* **Task to carry out**: Express these rows as a two-column CSV with the headers request and answer, one line per row, putting the text and its answer each in a single quoted field and turning line breaks into spaces. Cover every row and leave the pictures out.

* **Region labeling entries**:
>>

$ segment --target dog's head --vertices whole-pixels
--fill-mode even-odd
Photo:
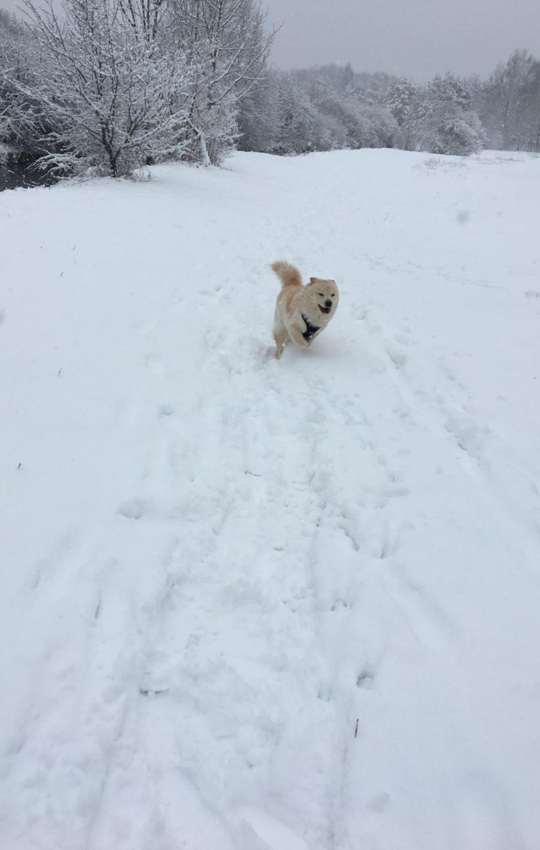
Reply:
[[[335,280],[324,280],[321,277],[310,277],[307,284],[311,291],[311,300],[323,315],[334,313],[340,300],[340,293]]]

<<

* **The solution**:
request,answer
"$ segment --target dog's head --vertices whole-pixels --fill-mode even-odd Photo: Reply:","[[[335,280],[324,280],[321,277],[310,277],[307,284],[311,291],[311,300],[323,315],[334,313],[340,300],[340,293]]]"